Write out each of the following records verbatim, keeping every line and character unchanged.

***** Source data

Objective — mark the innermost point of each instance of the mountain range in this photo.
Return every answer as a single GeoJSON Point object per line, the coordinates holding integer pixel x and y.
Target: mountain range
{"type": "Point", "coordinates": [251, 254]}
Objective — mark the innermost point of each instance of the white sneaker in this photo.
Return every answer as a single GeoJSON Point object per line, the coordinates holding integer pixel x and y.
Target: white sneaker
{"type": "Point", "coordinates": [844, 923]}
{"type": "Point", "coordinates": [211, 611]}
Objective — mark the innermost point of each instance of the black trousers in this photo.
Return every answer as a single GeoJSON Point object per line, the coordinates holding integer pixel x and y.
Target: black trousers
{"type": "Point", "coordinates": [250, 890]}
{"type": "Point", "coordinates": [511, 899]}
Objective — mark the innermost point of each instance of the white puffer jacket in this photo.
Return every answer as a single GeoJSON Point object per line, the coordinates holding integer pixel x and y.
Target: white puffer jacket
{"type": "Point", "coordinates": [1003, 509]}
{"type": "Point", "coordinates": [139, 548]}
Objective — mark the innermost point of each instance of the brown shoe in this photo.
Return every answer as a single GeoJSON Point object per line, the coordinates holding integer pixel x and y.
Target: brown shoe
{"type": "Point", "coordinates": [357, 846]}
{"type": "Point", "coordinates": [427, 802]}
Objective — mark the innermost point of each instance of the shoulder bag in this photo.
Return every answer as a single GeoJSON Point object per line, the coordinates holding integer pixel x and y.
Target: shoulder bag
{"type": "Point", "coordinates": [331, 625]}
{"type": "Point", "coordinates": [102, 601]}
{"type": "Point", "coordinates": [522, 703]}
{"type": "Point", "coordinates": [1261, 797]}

**********

### Result
Objective — mark the innermost point of each instance of the mountain range in this photo.
Return every answer as a single GeoJSON Point object per line, the coordinates holding integer pixel x and y.
Target: mountain range
{"type": "Point", "coordinates": [251, 254]}
Objective — mark the innermost point of each instance of the white sneaker in this photo.
Return every answer as a single GeoJSON Point object per line, the coordinates holding integer pixel x and y.
Target: white sneaker
{"type": "Point", "coordinates": [844, 923]}
{"type": "Point", "coordinates": [211, 611]}
Objective — mark the innermost point of each instance of the black trousers in this photo.
Return every answer as a single GeoJSON Point object per line, the coordinates holding integer pixel x and y.
Target: black trousers
{"type": "Point", "coordinates": [250, 890]}
{"type": "Point", "coordinates": [511, 899]}
Objective — mark the innermost point of each instance of the white puffer jacket in this photo.
Return every answer as a single GeoJSON Point object per line, the coordinates holding integer pixel x and y.
Target: white puffer jacket
{"type": "Point", "coordinates": [1003, 509]}
{"type": "Point", "coordinates": [139, 548]}
Objective — mark the innermost point of each instance of the brown shoe in this photo.
Return every answer as a single GeoJSON Point object per line, the coordinates holding integer pixel x and y.
Target: brown shoe
{"type": "Point", "coordinates": [357, 846]}
{"type": "Point", "coordinates": [427, 802]}
Objective — mark the innermost point of each instance of the shoulder bag in this photo.
Return every answer as a single GeoJSON Point object per line, the coordinates holding integer pixel x and y.
Target: shoulder bag
{"type": "Point", "coordinates": [331, 625]}
{"type": "Point", "coordinates": [102, 601]}
{"type": "Point", "coordinates": [522, 703]}
{"type": "Point", "coordinates": [1261, 797]}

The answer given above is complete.